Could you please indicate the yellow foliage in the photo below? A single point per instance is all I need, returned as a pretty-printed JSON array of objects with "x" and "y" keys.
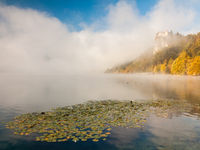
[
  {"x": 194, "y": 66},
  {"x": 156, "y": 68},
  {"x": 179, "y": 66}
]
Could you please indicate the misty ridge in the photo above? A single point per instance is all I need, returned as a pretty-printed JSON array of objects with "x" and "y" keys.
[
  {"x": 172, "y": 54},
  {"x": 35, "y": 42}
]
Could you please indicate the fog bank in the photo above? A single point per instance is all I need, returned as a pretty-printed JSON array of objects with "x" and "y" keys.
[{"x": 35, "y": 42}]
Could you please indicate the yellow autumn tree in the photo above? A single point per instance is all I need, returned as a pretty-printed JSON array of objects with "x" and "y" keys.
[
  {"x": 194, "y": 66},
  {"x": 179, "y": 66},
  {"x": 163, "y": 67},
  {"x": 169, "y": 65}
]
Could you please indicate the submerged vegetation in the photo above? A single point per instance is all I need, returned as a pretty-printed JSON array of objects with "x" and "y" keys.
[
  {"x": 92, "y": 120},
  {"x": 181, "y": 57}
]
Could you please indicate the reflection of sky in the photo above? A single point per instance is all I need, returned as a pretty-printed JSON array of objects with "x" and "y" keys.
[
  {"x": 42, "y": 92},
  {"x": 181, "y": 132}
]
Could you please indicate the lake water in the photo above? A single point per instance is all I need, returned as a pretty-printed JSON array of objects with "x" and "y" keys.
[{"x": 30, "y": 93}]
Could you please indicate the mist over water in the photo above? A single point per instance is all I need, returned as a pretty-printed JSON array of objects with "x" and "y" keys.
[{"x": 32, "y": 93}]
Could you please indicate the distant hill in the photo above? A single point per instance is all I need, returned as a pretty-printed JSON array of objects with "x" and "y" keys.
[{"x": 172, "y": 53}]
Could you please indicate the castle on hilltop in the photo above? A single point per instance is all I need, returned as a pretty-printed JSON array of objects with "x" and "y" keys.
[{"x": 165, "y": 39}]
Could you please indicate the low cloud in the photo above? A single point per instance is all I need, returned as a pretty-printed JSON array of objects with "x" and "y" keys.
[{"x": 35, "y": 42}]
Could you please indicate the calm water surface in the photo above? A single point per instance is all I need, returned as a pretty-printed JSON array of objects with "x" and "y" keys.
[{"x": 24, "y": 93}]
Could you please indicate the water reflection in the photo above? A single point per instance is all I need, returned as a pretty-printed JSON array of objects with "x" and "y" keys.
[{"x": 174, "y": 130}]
————
**TO BE DONE:** Rewrite all of the records above with "pretty-printed" replaced by "indented" and everything else unchanged. Omit the pictures.

**REPLY:**
Could you please indicate the yellow foliage in the photo below? A single point per instance is all I need, returned as a indented JSON array of objects with "x" and "y" keys.
[
  {"x": 194, "y": 66},
  {"x": 156, "y": 68},
  {"x": 179, "y": 66}
]
Could you please indicate the misty ridge in the photo above? A single point per instance is all I need, returned as a indented JSON array of objects with "x" and "y" keys.
[
  {"x": 172, "y": 54},
  {"x": 35, "y": 42}
]
Could you please indicate the fog bank in the photo above? A single point per instance is all I need, returned as a indented JSON array of objects with "x" and "y" keys.
[{"x": 35, "y": 42}]
Could you please indicate the yellow autumn tree in the photo above? A single point per instance is all I need, returned as a indented JSON array of objects with "x" and "y" keys.
[
  {"x": 194, "y": 66},
  {"x": 179, "y": 66},
  {"x": 163, "y": 67},
  {"x": 169, "y": 65}
]
Could you please indicate the submerged vegetation in the photo above? A single point per instance is all I need, returned as a indented JSON array of objects with "x" and "y" keys.
[
  {"x": 92, "y": 120},
  {"x": 181, "y": 57}
]
Could you please indicate the reflection of sky in the photo above? A single point per instance is all I need, returned as a indented JSON array of objects with "x" and "y" keys.
[
  {"x": 42, "y": 92},
  {"x": 181, "y": 132}
]
Could you please indicate the lake water in the photo above? A single point per instance is all I need, returned as a indented JSON array of objects with "x" and "y" keys.
[{"x": 30, "y": 93}]
Could you please indicate the mist over water in the photo above? A single point per instance is all I need, returned as a indented JSON array of objects with "x" and "y" keys.
[{"x": 32, "y": 93}]
Could you please indicate the distant hill in the photo above? A single point per instance is all I need, returned as a indented JSON array of objects with "x" and "y" keys.
[{"x": 172, "y": 53}]
Could you please indicate the castle on hilltop in the photo above? A single point per instance is all I need, returned as a indented JSON array of objects with "x" and "y" keys.
[{"x": 165, "y": 39}]
Could you please indicate the low cloud in the photo above? A single point per instance is all I need, returned as a indented JSON array of objects with "x" and "y" keys.
[{"x": 35, "y": 42}]
Could you please indicate the calm water surface in the photo above? A single point per instance is all I need, returned as a indented JSON array of objects with "x" and "y" keys.
[{"x": 24, "y": 93}]
Could you please indicate the water reflection in the photo above? A single point per instance is all I need, returned as a indented JSON array of objects with "x" and "y" keys.
[{"x": 174, "y": 130}]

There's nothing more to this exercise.